## The exercise
Pick out each line of the material below that contains the word "mountain" and copy those lines.

## Data for processing

┄┄┄┄┄┄

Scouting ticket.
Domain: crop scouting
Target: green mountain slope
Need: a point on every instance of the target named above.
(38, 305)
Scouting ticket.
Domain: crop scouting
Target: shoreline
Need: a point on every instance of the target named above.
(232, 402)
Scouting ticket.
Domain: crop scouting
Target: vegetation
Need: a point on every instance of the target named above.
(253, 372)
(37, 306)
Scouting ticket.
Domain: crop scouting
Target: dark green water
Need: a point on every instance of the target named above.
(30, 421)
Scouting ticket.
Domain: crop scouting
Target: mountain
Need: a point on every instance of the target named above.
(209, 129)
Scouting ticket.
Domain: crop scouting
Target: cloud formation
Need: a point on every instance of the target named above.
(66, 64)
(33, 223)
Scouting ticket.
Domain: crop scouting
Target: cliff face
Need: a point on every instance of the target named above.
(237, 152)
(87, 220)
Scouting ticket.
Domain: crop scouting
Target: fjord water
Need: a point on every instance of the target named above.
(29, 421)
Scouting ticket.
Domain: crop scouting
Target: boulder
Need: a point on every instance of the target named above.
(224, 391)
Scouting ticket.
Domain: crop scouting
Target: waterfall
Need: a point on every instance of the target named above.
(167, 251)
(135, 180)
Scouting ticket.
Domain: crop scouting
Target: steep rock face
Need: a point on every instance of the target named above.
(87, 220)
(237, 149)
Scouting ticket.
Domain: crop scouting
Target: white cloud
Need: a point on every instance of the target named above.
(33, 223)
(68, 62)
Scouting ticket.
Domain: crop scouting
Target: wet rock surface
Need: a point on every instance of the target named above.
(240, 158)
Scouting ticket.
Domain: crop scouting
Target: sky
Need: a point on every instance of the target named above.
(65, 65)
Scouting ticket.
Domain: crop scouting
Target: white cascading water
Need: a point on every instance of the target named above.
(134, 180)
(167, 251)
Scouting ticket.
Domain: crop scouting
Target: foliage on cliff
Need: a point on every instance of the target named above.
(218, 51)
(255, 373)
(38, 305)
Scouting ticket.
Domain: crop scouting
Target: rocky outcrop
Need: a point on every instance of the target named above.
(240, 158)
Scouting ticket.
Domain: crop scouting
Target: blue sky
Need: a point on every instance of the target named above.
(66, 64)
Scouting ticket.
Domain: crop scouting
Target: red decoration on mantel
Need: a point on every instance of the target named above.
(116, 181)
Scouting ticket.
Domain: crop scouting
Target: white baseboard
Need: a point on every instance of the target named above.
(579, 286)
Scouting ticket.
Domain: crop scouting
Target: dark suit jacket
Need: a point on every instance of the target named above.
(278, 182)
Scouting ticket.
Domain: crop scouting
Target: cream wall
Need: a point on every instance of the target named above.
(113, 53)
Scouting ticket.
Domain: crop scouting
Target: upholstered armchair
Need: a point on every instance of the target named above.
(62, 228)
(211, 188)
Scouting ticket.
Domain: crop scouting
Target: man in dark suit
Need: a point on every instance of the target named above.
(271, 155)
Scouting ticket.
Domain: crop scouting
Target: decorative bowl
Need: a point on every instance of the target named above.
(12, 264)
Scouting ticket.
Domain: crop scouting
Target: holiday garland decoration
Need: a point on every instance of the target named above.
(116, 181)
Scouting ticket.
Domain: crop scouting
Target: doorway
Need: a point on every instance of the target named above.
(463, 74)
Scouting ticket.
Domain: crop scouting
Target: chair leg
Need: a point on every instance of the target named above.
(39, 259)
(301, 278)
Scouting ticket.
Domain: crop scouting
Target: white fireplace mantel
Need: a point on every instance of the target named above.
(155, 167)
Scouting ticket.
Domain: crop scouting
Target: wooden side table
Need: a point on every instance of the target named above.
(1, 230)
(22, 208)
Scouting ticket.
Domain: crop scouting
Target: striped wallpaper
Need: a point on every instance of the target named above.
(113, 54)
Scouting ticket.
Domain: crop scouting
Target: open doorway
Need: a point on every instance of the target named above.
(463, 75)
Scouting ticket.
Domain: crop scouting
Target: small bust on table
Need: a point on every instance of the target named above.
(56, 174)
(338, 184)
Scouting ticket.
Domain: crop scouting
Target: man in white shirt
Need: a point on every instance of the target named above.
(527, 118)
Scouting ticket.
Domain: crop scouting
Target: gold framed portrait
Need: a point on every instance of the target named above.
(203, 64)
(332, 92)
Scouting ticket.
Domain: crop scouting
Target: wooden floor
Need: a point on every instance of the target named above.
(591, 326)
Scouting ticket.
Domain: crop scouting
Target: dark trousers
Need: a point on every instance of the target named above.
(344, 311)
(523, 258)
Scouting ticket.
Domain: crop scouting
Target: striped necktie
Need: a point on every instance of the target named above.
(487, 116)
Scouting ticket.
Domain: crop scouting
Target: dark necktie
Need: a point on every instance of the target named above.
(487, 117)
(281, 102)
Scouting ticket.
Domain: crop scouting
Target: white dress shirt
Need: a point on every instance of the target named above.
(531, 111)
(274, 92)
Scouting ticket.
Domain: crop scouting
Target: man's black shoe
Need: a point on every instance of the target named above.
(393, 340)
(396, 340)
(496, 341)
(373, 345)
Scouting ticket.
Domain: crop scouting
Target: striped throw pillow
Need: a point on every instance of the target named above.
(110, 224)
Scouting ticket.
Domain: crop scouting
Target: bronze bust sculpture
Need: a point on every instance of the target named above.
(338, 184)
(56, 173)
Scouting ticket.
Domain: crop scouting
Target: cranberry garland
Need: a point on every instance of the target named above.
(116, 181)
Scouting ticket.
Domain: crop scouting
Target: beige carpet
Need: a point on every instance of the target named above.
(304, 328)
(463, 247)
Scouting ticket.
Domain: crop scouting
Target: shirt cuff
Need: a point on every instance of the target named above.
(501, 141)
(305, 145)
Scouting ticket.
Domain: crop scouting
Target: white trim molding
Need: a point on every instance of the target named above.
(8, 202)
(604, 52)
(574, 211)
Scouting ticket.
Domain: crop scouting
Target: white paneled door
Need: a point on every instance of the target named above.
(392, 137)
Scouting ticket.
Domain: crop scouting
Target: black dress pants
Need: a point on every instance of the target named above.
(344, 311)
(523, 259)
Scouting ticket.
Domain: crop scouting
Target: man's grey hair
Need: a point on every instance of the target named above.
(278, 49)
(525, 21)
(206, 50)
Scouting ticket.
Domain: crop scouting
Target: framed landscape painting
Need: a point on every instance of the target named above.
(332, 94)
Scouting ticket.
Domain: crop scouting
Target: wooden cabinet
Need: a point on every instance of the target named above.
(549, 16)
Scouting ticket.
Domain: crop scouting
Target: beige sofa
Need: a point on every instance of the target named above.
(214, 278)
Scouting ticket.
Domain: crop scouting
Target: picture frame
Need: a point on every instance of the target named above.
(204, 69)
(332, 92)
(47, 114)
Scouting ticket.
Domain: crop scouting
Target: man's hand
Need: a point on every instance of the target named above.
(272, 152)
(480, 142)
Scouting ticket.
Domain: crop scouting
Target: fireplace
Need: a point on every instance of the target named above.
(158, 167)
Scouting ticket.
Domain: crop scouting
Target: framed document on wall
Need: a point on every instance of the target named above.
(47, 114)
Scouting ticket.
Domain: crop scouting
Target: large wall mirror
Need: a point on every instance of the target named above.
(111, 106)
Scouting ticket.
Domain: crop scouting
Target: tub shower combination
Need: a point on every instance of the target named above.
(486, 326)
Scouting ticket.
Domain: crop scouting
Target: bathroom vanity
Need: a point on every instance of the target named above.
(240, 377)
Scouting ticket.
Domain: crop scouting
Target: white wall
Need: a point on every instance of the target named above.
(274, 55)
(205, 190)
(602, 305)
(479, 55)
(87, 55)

┄┄┄┄┄┄

## Solution for this exercise
Target: green mountain slope
Target: mountain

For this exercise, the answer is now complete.